Referring expression pointing data:

++++++++++++++++++++

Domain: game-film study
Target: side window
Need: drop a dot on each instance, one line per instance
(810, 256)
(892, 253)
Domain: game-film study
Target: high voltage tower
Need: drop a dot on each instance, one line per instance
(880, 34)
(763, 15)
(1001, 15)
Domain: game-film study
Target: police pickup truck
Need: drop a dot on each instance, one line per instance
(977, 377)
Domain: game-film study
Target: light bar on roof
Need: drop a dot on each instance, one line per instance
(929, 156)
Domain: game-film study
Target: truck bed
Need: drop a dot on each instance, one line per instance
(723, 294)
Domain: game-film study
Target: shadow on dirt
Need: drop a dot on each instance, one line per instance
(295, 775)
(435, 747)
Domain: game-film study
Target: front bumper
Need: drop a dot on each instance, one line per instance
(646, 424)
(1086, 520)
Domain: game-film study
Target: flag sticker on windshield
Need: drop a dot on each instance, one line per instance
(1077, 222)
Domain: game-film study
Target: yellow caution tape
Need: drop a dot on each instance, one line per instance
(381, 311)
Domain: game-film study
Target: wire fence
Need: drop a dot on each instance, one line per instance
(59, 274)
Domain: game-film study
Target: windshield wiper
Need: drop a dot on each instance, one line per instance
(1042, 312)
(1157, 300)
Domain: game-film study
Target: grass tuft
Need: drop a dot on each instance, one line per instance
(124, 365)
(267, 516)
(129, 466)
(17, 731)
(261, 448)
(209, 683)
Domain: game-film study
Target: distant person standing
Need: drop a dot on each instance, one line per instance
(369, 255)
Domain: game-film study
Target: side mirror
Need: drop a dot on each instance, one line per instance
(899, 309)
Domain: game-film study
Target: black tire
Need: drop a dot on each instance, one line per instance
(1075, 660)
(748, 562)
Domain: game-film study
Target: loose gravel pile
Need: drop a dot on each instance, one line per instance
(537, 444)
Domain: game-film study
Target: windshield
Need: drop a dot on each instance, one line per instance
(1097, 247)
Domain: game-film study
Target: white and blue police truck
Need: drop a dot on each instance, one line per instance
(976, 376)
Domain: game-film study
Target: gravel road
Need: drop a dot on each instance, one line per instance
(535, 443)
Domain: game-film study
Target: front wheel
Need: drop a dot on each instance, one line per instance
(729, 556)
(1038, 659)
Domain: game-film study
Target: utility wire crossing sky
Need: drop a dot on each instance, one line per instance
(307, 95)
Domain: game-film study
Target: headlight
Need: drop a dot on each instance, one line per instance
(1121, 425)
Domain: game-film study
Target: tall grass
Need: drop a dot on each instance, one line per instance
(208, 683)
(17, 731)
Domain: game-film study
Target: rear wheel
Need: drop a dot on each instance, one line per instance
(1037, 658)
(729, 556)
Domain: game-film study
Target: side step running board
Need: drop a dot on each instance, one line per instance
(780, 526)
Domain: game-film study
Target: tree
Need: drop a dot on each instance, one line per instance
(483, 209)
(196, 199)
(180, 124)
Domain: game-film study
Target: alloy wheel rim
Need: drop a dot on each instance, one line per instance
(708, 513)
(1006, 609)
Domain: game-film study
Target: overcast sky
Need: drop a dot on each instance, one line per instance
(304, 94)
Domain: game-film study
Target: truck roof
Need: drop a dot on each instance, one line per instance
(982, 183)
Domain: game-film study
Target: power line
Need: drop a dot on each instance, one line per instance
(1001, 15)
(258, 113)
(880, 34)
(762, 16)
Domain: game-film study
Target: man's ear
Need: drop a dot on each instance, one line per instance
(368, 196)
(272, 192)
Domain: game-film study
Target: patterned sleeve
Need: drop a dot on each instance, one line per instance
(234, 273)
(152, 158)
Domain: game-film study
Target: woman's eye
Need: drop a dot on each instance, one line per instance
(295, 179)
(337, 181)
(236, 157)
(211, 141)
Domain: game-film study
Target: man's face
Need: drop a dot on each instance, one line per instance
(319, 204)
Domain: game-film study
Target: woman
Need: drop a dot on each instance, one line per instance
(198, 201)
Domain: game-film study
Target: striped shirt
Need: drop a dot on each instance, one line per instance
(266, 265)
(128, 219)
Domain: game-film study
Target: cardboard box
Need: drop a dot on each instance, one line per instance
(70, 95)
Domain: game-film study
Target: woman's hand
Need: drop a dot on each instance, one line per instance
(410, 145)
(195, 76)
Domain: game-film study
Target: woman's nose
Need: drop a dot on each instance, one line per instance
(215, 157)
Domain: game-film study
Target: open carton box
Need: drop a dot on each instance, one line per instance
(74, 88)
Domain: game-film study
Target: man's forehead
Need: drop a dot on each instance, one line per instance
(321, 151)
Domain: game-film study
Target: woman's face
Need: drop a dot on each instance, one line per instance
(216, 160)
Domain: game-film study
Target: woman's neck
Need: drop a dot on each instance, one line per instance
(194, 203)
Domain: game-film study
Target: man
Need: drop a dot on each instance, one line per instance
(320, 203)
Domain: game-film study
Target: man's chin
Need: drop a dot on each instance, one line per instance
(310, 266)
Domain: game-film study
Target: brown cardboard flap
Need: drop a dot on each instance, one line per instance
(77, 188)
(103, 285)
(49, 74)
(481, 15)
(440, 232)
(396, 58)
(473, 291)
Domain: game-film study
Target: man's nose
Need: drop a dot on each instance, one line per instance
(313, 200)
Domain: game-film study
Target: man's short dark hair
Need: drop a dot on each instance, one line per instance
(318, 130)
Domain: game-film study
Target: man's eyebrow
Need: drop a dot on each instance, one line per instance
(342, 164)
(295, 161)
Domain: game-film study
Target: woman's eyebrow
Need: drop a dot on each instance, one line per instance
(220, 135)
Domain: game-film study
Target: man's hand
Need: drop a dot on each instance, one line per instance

++++++++++++++++++++

Task prompt:
The data above should be returned exactly as written.

Output of the exercise:
Domain: game-film study
Target: side window
Need: drop a dot on each instance, one line per instance
(810, 256)
(892, 253)
Domain: game-film study
Target: high voltage tower
Need: drop a dot on each instance, one line per instance
(880, 34)
(763, 15)
(1001, 15)
Domain: game-film study
Target: police pickup truck
Need: drop a dot on each instance, one line per instance
(977, 377)
Domain: game-film study
Target: light bar on roof
Need: drop a dot on each instance, one line per instance
(929, 156)
Domain: game-film study
Target: truck bed
Need: drop a dot on each instance, one line per instance
(723, 294)
Domain: game-film study
Target: shadow on dirt
Need: drop a dot on each instance, one line per instance
(295, 775)
(435, 747)
Domain: game-film study
Target: front bumper
Need: drop a dot on each instance, one line per instance
(646, 424)
(1086, 520)
Domain: game-film study
Target: flag sticker on windshield
Need: drop a dot on each instance, one line per instance
(1077, 222)
Domain: game-film study
Target: yellow caution tape
Need: drop a dot on each instance, one line per instance
(381, 311)
Domain: game-film study
Target: wire fence
Need: drop a dot on each instance, one line per instance
(59, 274)
Domain: game-film study
Target: windshield wiper
Need: drop a dot on each instance, one line per instance
(1042, 312)
(1157, 300)
Domain: game-film study
Target: grass tuft
Need: drop a dot on each instance, one line per instance
(124, 365)
(267, 516)
(129, 466)
(17, 731)
(261, 448)
(209, 683)
Domain: game-film study
Target: distant person standing
Need: drop a dot on each instance, one line per instance
(369, 255)
Domain: game-film study
Target: side mirror
Need: drop a dot on each instance, one line per instance
(899, 309)
Domain: game-film study
Target: black tire
Need: drop a dot on each instance, one line per instance
(1075, 660)
(748, 562)
Domain: game-film study
Target: loose gravel pile
Need: drop a dot on each instance, one line per instance
(537, 444)
Domain: game-film study
Target: windshield
Need: drop a dot on each instance, one line per instance
(1097, 247)
Domain: game-film study
Target: white and blue police truck
Need: drop a dot on each instance, one line per instance
(976, 376)
Domain: game-film study
Target: gravel road
Need: drop a dot on each instance, one line per instance
(535, 443)
Domain: game-film study
Target: front wheel
Need: drop a dot on each instance, one line per instance
(729, 556)
(1038, 659)
Domain: game-film study
Target: utility wire crossing sky
Need: drop a dot on each instance, one line per instance
(307, 95)
Domain: game-film study
Target: headlight
Need: drop a dot on each instance, one line per instance
(1121, 425)
Domain: game-film study
Target: tall grass
Need: drop a dot on each instance, one line per instance
(208, 683)
(17, 731)
Domain: game-film study
Target: rear wheel
Need: drop a dot on each instance, one line per instance
(1037, 658)
(729, 556)
Domain: game-film study
Target: side step running board
Need: drop a dot on each instance, one line per instance
(780, 526)
Domain: game-film study
Target: tree
Need: drop a dot on each instance, one line per instance
(483, 209)
(196, 199)
(180, 124)
Domain: game-film study
Target: alloy wheel rim
Need: drop a dot on each instance, one line per instance
(708, 513)
(1006, 609)
Domain: game-film study
Target: overcast sky
Need: drop a dot on each instance, one line per instance
(304, 94)
Domain: game-film study
Target: truck roof
Need: drop a dot on each instance, one line per instance
(982, 183)
Domain: game-film study
Target: power line
Need: drop a dot on each instance, one line per instance
(1001, 15)
(258, 113)
(880, 34)
(762, 16)
Domain: game-film study
Target: man's ear
Need: drop a dot on each instance, one line per instance
(368, 196)
(272, 192)
Domain: game-film study
Target: patterned sleeve
Need: drop a dot on each instance, one line per instance
(234, 273)
(152, 158)
Domain: game-film study
Target: woman's eye
Need: drop a dot on each instance, one line per instance
(295, 179)
(337, 181)
(236, 157)
(211, 141)
Domain: game-film study
Target: man's face
Need: drop a dot on each instance, one line per instance
(319, 204)
Domain: game-film study
Target: woman
Need: drop a dot on each instance, one line per instance
(198, 201)
Domain: game-film study
Target: striped shirt
Need: drop a dot on each instance, one line per instance
(266, 265)
(128, 219)
Domain: game-film study
Target: cardboard box
Need: drop a dot on each instance, one line per instance
(70, 95)
Domain: game-film study
Target: woman's hand
Need: drop a dot on each instance, one line per instance
(410, 145)
(195, 76)
Domain: game-film study
Target: woman's nose
Need: drop a dot on each instance, one line per instance
(215, 157)
Domain: game-film study
Target: open carton box
Need: drop a dot on each instance, one line per instance
(74, 88)
Domain: game-film study
Target: man's forehead
Need: drop a dot on each instance, one line per instance
(321, 151)
Domain: game-film study
Target: woman's face
Need: drop a dot on each instance, one line per instance
(216, 160)
Domain: game-film study
Target: woman's neck
Need: drop a dot on each instance, one line per instance
(194, 203)
Domain: game-film study
Target: man
Need: drop a dot on each instance, one line per instance
(320, 203)
Domain: game-film study
Target: man's chin
Need: drop a dot on each instance, one line per instance
(310, 266)
Domain: game-film study
Target: brown cardboard flap
Need: drop a dot on each instance, one line per instance
(77, 188)
(103, 285)
(49, 74)
(481, 15)
(440, 232)
(396, 58)
(473, 291)
Domain: game-film study
Target: man's nose
Need: drop a dot on each instance, one line per instance
(313, 200)
Domain: game-film study
Target: man's short dark hair
Need: drop a dot on each instance, one line per instance
(318, 130)
Domain: game-film study
Target: man's eyebrow
Need: drop a dot on each instance, one line per instance
(342, 164)
(295, 161)
Domain: game-film study
Target: woman's eyebrow
Need: drop a dot on each instance, one line per instance
(220, 135)
Domain: game-film study
Target: man's hand
Need: drop a dot on each instance, one line per instance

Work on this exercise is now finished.